Write out the stretch of the records from the line that contains "of the shrub" through the end of the records, repeating each line exactly.

— BEGIN —

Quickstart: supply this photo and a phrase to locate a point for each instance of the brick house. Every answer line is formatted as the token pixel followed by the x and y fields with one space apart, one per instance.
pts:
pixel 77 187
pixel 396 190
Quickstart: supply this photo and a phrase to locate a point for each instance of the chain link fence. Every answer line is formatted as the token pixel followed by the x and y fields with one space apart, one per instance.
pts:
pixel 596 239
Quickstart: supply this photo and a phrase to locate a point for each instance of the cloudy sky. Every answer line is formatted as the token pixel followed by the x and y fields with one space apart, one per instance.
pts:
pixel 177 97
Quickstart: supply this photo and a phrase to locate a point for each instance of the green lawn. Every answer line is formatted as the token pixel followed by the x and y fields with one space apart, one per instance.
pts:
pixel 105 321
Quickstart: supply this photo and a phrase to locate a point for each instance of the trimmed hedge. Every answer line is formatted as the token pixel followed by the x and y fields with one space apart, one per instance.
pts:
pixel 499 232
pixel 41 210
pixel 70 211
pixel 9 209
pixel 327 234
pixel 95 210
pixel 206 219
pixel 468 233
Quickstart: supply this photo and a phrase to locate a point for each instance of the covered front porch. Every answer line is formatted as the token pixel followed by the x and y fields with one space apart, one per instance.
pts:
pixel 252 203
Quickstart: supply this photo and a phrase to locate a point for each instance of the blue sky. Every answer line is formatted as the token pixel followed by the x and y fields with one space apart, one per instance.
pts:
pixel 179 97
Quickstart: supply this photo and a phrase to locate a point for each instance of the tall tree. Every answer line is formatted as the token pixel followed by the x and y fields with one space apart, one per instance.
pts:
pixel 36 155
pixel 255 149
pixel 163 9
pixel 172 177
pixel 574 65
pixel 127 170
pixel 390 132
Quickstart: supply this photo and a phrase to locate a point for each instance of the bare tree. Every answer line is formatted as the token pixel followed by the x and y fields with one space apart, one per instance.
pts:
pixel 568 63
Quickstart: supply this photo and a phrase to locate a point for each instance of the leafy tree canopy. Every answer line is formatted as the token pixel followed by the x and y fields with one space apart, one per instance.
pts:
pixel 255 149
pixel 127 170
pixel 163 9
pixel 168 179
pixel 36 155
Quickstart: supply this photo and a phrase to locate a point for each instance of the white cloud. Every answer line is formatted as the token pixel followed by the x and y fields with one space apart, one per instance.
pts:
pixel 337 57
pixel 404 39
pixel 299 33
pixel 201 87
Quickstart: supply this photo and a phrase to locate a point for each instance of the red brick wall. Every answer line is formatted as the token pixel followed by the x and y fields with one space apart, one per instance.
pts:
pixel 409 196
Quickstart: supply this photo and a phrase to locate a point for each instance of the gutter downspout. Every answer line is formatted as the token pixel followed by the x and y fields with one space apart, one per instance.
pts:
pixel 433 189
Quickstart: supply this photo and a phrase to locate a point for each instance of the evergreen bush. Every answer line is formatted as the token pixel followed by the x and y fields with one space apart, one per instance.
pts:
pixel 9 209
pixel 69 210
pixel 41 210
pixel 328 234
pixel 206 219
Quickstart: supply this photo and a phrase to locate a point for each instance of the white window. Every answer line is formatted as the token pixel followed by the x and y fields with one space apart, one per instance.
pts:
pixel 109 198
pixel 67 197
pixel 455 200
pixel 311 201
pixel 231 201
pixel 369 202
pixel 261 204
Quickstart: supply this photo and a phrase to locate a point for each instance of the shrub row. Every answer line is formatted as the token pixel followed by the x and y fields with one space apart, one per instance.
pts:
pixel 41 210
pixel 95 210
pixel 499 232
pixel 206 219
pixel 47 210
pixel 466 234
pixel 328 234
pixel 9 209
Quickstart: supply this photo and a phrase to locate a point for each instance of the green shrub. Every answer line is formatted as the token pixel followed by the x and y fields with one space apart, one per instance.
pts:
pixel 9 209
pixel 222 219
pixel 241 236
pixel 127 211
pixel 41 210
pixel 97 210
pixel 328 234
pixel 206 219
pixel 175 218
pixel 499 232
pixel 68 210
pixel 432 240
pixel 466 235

— END —

§ **Output for this task**:
Quickstart: supply this photo and a phrase to locate a point for each instance of the shrub row. Every answer line is formatted as the token pixel followed by the x and y fields with one space apart, one per instance.
pts:
pixel 41 210
pixel 95 210
pixel 499 232
pixel 206 219
pixel 47 210
pixel 466 234
pixel 328 234
pixel 9 209
Quickstart: supply this photo and a phrase to locate a point for each instance of the green shrub. Every answer line is formatted as the token pixel followed by the x and y fields with one space apart, one per instance.
pts:
pixel 9 209
pixel 222 219
pixel 241 236
pixel 127 211
pixel 41 210
pixel 97 210
pixel 328 234
pixel 206 219
pixel 175 218
pixel 499 232
pixel 68 210
pixel 432 240
pixel 466 235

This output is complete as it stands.